Page text

============================================================

In: Finance
Which of the following scenarios is inconsistent with a semistrong-efficient market?
Multiple Choice
A. Veeva's CEO sold 100,000 shares of the company on Apr 1, 2017 for $56 per share. On Apr 6, Veeva reported disappointing operating results which caused the stock price to plummet to $40.
B. Lyft's stock price jumped 15% from the IPO price when it started trading on Mar 28, 2019, its IPO day. The closing price was almost the same as the opening price.
C. Netflix's stock price jumped 12 percent on the day it announced higher-than-expected growth rates in revenue. The price kept rising in the subsequent 5 trading days with a total return of 8 percent.
D. When rumor came out on Sept 8, 2010 that Steve Jobs was hospitalized due to a heart attack, Apple's stock price plummeted by 10 percent within seconds.
Option B. Lyft's stock price jumped 15% from the IPO price when it started trading on Mar 28, 2019, its IPO day. The closing price was almost the same as the opening price.
Semi-strong efficient market states that the current stock price is adjusted by all the available public information. The new price has factored all the available information and thus reaches a new equilibrium.
Veeva's price gets adjusted to disappointing operating results and thus falls to $40.
Netflix price had jumped by 12% after the announcement of higher than expected growth rates in revenue.
Also, Apple's price dropped by 10% followed by the information that Steve Jobs was hospitalized.
Therefore, in all the above cases, the price has reacted to he publicly available information.
Only Option B has no public available information which has affected the price and was just a a normal IPO day with a rise in price and the gradual decrease to make the closing price equal to opening price.

============================================================

Data extract
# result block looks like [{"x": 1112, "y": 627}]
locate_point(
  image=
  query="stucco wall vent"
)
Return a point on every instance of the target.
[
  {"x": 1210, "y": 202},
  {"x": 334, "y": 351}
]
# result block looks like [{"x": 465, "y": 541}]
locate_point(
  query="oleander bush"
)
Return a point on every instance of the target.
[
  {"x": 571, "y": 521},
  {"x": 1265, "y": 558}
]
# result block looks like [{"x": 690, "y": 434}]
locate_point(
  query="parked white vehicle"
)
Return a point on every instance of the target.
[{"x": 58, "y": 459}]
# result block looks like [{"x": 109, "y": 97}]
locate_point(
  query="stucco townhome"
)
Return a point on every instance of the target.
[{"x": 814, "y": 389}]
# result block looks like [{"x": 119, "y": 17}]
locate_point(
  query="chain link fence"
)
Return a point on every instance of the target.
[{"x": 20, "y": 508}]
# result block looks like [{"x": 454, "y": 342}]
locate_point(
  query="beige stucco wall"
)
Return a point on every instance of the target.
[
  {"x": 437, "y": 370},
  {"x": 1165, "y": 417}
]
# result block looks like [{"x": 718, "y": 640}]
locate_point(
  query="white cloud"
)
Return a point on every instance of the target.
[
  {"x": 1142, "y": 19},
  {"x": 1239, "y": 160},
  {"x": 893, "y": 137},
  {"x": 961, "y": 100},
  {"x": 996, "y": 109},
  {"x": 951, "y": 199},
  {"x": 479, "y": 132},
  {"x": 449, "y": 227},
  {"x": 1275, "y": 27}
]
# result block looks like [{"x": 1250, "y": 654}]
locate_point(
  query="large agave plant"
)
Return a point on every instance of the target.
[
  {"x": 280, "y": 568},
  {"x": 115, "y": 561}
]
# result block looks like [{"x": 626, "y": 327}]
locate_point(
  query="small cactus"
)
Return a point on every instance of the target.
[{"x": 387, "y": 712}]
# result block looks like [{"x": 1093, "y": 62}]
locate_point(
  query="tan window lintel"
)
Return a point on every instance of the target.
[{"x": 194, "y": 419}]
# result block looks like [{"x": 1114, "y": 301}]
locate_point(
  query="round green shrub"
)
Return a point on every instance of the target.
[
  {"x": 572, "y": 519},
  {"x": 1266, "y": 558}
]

============================================================

Summarize the finance question on semistrong-efficient markets in two sentences. Rely only on the text when doing this work.

Solution
The finance question asks which of four stock-price scenarios is inconsistent with a semistrong-efficient market, where the current stock price is adjusted by all available public information. It picks Lyft's 15% IPO-day jump, explaining that the Veeva, Netflix and Apple prices all reacted to publicly available information, while no such information affected Lyft's price.